Exercise instructions
1. Write out the portion of the Image Pool design doc between "2. Re-masking —" and "to phase 3)", inclusive.
2. Extend the Image Pool design doc past its last line.

Files
ComfyUI-Dataset-Gates/docs/plans/2026-06-21-grid-image-pool-design.md
T
Ethanfel 4f0b18134e Add Image Pool (Grid) node design doc
Approved design for an input-side ComfyUI node holding a curated pool of
images with per-image masks and labels, selectable for output. Captures
IO, managed-pool-folder storage, MaskEditor reuse, server routes, edge
cases, and a 3-phase build plan.

Co-Authored-By: Claude Opus 4.8 <noreply@anthropic.com>
2026-06-21 12:41:57 +02:00

5.6 KiB
Raw Blame History

Image Pool (Grid) — Design

Date: 2026-06-21 Status: Approved (brainstorming complete, ready for implementation plan)

1. Purpose & scope

An input-side ComfyUI node that holds a curated pool of images, each with its own remembered mask and an editable label. The user picks an active image (or drives it by index) and the node outputs that image + mask (+ index/count/label).

The node does not inpaint. It feeds downstream edit nodes (Klein / Flux Kontext). It exists to remove two recurring annoyances in the dataset/inpaint workflow:

  1. Rewiring — instead of swapping LoadImage nodes, keep one node holding many images and click the active one. Downstream wiring never changes.
  2. Re-masking — each image remembers its own mask, so switching back to an image never means redrawing the mask.

Node name: Image Pool (Grid).

Non-goals (YAGNI for v1)

  • Bulk folder load
  • Batch-output mode (output the whole pool at once)
  • Drag-to-reorder (deferred to phase 3)
  • Cross-machine workflow portability (pool is disk-backed, local)

2. Node IO

dir name type notes
out IMAGE IMAGE selected slot's image
out MASK MASK selected slot's mask; all-zeros if none drawn (= nothing masked)
out index INT the slot actually used
out count INT total images in pool
out label STRING selected slot's label ("" if unset)
widget index INT -1 = use grid-clicked active slot; >=0 = force that slot (clamped to 0..count-1)

Recorded data
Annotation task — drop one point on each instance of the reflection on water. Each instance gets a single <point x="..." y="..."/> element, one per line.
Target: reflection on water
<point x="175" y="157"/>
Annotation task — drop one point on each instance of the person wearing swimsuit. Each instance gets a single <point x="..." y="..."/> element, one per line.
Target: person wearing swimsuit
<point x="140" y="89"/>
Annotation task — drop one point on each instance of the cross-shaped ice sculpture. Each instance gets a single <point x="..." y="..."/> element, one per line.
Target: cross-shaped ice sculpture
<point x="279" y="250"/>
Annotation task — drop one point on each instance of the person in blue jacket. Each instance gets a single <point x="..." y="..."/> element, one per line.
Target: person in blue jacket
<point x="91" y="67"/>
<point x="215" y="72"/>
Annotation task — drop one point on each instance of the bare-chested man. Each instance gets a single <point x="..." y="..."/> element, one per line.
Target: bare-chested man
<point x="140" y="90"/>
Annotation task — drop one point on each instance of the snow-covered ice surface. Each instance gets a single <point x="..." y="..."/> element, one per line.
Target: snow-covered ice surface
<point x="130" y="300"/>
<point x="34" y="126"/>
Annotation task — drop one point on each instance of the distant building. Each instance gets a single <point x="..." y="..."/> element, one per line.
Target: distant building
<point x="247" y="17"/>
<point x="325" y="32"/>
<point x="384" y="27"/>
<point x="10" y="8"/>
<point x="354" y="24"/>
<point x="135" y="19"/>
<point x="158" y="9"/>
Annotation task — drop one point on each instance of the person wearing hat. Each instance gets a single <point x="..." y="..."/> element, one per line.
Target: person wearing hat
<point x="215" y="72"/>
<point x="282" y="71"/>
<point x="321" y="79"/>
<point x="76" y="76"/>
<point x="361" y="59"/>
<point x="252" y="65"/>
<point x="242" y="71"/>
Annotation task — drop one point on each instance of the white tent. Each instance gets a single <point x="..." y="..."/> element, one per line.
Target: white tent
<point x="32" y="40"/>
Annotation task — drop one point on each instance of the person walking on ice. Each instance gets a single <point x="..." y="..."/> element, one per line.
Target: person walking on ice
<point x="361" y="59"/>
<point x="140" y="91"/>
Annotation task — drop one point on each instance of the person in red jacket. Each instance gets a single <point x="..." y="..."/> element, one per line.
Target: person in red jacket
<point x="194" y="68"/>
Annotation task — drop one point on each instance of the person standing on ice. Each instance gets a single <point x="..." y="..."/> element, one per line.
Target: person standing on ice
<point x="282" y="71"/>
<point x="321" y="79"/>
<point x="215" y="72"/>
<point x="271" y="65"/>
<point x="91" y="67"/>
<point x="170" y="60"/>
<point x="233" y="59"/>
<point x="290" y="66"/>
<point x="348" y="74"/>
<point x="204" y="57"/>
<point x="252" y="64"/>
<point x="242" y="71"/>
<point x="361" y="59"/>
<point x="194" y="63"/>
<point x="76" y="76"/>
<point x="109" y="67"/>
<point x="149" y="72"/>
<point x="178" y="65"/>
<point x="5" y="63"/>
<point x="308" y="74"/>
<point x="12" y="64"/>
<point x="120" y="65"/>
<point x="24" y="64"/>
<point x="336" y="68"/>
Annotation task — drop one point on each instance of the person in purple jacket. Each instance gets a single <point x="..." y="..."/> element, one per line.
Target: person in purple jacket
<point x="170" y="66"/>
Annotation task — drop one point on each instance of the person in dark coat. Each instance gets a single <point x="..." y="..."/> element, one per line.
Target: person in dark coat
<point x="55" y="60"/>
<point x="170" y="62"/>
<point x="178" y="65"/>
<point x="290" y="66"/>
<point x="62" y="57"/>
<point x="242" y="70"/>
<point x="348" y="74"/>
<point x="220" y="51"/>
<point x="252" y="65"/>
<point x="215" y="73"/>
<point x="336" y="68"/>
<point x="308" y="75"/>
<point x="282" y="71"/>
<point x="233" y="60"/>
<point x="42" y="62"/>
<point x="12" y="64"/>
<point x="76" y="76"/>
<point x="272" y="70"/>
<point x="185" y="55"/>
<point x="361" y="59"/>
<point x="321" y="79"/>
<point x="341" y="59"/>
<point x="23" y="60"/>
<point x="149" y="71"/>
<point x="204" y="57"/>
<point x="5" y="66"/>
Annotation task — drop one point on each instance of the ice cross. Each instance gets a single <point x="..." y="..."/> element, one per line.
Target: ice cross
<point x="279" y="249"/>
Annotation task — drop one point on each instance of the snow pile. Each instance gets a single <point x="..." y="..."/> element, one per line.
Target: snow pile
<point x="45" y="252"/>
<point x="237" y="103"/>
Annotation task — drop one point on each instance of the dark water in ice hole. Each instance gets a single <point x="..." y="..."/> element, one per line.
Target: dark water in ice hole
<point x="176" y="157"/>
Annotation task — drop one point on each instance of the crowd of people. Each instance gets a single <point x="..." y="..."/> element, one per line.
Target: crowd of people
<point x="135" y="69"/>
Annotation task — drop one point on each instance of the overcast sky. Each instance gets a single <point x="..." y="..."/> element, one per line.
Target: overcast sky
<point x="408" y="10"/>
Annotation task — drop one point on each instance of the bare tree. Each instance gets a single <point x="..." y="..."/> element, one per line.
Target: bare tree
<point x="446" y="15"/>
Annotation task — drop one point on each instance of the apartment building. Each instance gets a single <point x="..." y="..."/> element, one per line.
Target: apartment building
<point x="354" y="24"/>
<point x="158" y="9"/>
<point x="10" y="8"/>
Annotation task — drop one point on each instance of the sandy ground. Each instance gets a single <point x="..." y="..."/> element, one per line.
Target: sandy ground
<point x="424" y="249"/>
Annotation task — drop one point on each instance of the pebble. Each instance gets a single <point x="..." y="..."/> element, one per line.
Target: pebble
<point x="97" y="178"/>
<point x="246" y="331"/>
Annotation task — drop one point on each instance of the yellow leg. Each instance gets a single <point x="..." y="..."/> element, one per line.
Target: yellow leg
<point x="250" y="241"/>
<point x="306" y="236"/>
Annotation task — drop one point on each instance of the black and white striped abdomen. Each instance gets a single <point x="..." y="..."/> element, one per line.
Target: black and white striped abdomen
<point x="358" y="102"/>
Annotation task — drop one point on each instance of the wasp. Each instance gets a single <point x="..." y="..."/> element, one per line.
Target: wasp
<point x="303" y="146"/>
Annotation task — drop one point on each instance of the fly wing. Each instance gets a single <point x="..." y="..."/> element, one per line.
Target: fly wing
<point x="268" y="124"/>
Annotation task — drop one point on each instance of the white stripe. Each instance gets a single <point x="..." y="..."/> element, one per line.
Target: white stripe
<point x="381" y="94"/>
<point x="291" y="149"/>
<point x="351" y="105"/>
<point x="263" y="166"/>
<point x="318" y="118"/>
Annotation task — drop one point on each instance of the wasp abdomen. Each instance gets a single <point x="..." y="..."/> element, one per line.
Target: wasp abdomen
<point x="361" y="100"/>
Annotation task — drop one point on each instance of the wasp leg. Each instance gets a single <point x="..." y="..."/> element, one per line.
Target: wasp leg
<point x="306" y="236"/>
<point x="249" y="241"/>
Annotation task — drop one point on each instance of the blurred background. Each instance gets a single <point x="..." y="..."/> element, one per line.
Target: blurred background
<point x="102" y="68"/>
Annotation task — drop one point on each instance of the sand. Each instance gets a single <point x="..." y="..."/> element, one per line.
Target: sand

Solved tasks
1.
2. Re-masking — each image remembers its own mask, so switching back to an image never means redrawing the mask.

Node name: Image Pool (Grid).

Non-goals (YAGNI for v1)

  • Bulk folder load
  • Batch-output mode (output the whole pool at once)
  • Drag-to-reorder (deferred to phase 3)

2.
hidden pool_id STRING stable UUID, generated on node create, saved in workflow

Selection rule: if index widget == -1, use manifest.active; else use clamp(index, 0, count-1). The actually-used index is echoed on the index output.

3. Storage — managed pool folder

input/grid_pool/<pool_id>/
  manifest.json
  img_0001.png   img_0001.mask.png
  img_0002.png   ...

manifest.json:

{
  "active": 0,
  "slots": [
    { "image": "img_0001.png", "mask": "img_0001.mask.png", "label": "", "added": 1718960000 }
  ]
}
  • Workflow JSON stores only pool_id + the index widget → stays tiny.
  • Pool survives restart (lives in ComfyUI's input/).
  • mask may be null/absent until a mask is drawn.

4. Components & data flow

Python node (__init__.py)

  • On execute: resolve pool dir from pool_id, read manifest.json, choose slot, load image + mask → tensors, return (IMAGE, MASK, index, count, label).
  • Empty pool → return a 1x1 black image + zero mask + count=0 (never crash the graph).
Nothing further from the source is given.